Excerpts of annotation records
○ ○ ○ ○ ○ ○ ○
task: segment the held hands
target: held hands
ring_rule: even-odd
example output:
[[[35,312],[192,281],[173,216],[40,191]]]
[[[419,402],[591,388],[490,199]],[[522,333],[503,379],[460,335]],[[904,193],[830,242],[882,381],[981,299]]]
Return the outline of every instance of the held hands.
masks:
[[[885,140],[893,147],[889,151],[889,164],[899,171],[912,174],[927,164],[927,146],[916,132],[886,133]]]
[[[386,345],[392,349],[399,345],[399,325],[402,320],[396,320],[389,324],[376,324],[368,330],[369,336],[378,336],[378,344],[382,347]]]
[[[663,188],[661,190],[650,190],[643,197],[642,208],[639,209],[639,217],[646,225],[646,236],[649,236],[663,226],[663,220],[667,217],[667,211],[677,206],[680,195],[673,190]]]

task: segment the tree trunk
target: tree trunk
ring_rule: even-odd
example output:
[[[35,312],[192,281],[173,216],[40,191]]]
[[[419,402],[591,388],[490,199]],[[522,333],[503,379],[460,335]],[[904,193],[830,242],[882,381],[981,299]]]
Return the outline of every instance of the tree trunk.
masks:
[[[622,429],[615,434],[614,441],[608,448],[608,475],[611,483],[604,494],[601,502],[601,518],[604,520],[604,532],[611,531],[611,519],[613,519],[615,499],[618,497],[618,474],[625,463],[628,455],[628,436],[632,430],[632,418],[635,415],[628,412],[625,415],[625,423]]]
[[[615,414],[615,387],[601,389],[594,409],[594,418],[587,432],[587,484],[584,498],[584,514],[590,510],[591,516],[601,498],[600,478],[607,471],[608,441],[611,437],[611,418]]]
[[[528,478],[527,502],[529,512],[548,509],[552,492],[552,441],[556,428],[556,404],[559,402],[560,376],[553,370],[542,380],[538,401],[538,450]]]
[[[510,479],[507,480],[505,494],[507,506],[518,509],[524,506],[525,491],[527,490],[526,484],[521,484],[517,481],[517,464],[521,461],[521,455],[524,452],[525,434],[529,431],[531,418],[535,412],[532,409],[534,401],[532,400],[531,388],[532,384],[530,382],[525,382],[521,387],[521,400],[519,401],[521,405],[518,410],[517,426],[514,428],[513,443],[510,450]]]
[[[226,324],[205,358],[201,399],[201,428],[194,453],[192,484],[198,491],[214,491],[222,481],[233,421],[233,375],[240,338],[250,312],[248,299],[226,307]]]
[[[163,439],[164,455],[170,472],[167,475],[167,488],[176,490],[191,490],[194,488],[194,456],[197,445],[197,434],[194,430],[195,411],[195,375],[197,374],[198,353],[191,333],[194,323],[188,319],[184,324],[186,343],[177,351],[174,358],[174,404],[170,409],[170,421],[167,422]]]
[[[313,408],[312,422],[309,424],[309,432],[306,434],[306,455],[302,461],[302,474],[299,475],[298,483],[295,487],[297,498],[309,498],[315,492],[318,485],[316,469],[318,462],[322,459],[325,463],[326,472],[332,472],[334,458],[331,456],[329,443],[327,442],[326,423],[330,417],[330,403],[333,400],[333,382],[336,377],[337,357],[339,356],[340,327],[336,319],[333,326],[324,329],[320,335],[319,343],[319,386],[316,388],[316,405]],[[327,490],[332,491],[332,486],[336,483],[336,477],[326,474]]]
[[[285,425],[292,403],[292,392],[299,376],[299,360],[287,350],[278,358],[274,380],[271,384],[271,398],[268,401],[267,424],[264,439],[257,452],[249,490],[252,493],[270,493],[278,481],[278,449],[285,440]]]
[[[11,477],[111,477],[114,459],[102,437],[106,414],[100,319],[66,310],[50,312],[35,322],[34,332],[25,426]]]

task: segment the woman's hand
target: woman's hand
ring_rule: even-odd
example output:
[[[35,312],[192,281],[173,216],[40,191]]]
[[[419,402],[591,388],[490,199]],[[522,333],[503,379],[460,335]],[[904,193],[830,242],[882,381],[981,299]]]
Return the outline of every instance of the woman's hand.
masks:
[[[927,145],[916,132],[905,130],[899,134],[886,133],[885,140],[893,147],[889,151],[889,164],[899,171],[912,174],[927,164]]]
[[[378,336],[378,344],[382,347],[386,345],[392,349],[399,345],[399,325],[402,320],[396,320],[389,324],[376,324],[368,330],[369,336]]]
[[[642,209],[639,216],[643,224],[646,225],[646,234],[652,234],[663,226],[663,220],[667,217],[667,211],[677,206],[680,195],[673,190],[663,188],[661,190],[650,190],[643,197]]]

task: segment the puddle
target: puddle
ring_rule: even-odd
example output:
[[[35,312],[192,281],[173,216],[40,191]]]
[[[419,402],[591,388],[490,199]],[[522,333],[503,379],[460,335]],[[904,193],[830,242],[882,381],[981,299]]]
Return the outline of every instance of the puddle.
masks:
○ ○ ○ ○ ○ ○ ○
▶ _DIRECTIVE_: Reproduce, exactly and with nothing added, the lines from the one that includes "task: segment the puddle" through the last line of the material.

▶ _ANSWER TO THE EXERCISE_:
task: segment the puddle
target: puddle
ring_rule: even-odd
example output:
[[[35,312],[192,281],[173,216],[40,191]]]
[[[419,402],[591,388],[490,199]],[[522,333],[503,379],[460,335]],[[904,193],[830,242],[882,381],[981,299]]]
Return the outline of every instance of the puddle.
masks:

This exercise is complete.